- [Consignes]
**1)** Restituez mot pour mot, dans l'extrait sur la vie dans la réserve, le passage commençant par « Lorsqu’elle rentre au » et se poursuivant jusqu'à « naturelle qui soit. ».
**2)** Les affirmations (a), (b) et (c) s'accordent-elles avec l'extrait sur la vie dans la réserve ? Répondez à chacune par oui ou par non, en citant fidèlement les mots du texte qui tranchent.
(a) La jeune femme a déjà dû remplacer deux fois l'ensemble de ses pneus.
(b) Dans cette réserve, les éléphants se montrent paisibles envers les voitures.
(c) Le scorpion sur lequel elle a marché était mortel.
**3)** Prolongez l'extrait sur la vie dans la réserve à partir de sa dernière phrase.

- [Texte fourni]
_____
Et on peut dire que cette jeune femme n’a pas peur du danger. En Indiana Jones de la savane, après avoir fait ses courses pour dix jours en pleine nature, elle arpente de long en large la réserve, seule au volant de son 4×4 ou aux côtés des rangers, des écologistes et des étudiants. «J’ai déjà dû changer deux fois le set complet de mes pneus. Je pars sur des routes scabreuses, et parfois il n’y a même pas de route. Il m’arrive de crever au milieu de nul part et de devoir changer une roue, sous l’œil attentif des éléphants.»
Lorsqu’elle rentre au refuge de la réserve, la nuit tombée, un comité d’accueil l’attend de pied ferme devant sa maison. Ce sont les éléphants. Et loin de ressembler au petit Dumbo, ceux-ci ne sont pas là pour rigoler. «Dans cette réserve, ils sont agressifs avec les voitures. Souvent, ils me prennent en chasse, ils m’attendent en embuscade près de la maison et me courent après!» dit-elle de la façon la plus naturelle qui soit.
«Lorsque les étudiants s’inscrivent pour le projet, et j’en ai de plus en plus que je dois encadrer, je dois les prévenir de la dure réalité de la brousse. Il ne faut pas être trop peureux. Par exemple, la dernière fois, j’ai marché sur un scorpion à pied nu dans la maison. J’ai eu de la chance, ce n’était pas un mortel, mais c’est très douloureux. On a aussi dû chasser des serpents de la maison. Et pas n’importe lesquels. C’étaient des spitting cobra, ils crachent du venin dans les yeux. Ça peut nous rendre aveugle.»
_____
- [Jeu de données]
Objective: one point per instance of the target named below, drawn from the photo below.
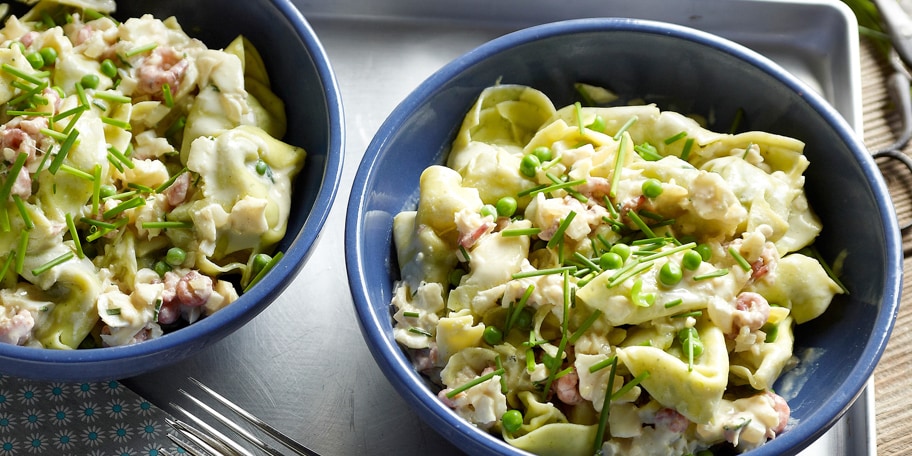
_____
- [Liste des réponses]
**1)**
Lorsqu’elle rentre au refuge de la réserve, la nuit tombée, un comité d’accueil l’attend de pied ferme devant sa maison. Ce sont les éléphants. Et loin de ressembler au petit Dumbo, ceux-ci ne sont pas là pour rigoler. «Dans cette réserve, ils sont agressifs avec les voitures. Souvent, ils me prennent en chasse, ils m’attendent en embuscade près de la maison et me courent après!» dit-elle de la façon la plus naturelle qui soit.

**2)**
(a) Oui : « J’ai déjà dû changer deux fois le set complet de mes pneus. »
(b) Non : « Dans cette réserve, ils sont agressifs avec les voitures. »
(c) Non : « ce n’était pas un mortel »

**3)**
Toutes ces péripéties, Vanessa Duthé nous les conte assise à son bureau, devant son ordinateur au bâtiment des sciences de l’Université de Neuchâtel. Le contraste est si violent que l’on peine à imaginer cette jeune femme en train de traquer le rhino sous des chaleurs écrasantes ou chasser le cobra cracheur du Mozambique de sa maison. Pourtant, ce contraste, Vanessa Duthé le vit chaque année. Et cette dualité fait partie de sa vie depuis sa plus tendre enfance, puisque la doctorante est mi sud-africaine, mi suisse, ce qui lui a valu de vivre une bonne partie de sa vie dans le pays de Simba.
Tiraillée entre le Nord vaudois, où vit son père, ses amis, la Jeunesse de la Mauguettaz d’un côté et une Afrique du Sud longtemps marquée par l’Apartheid, des maisons barricadées, des gardes, mais aussi sa maman, ses autres amis, l’apprentissage du zoulou et surtout «la wildlife» (ndlr: la vie sauvage) de l’autre, la vie de Vanessa Duthé est faite de contrastes et de richesses.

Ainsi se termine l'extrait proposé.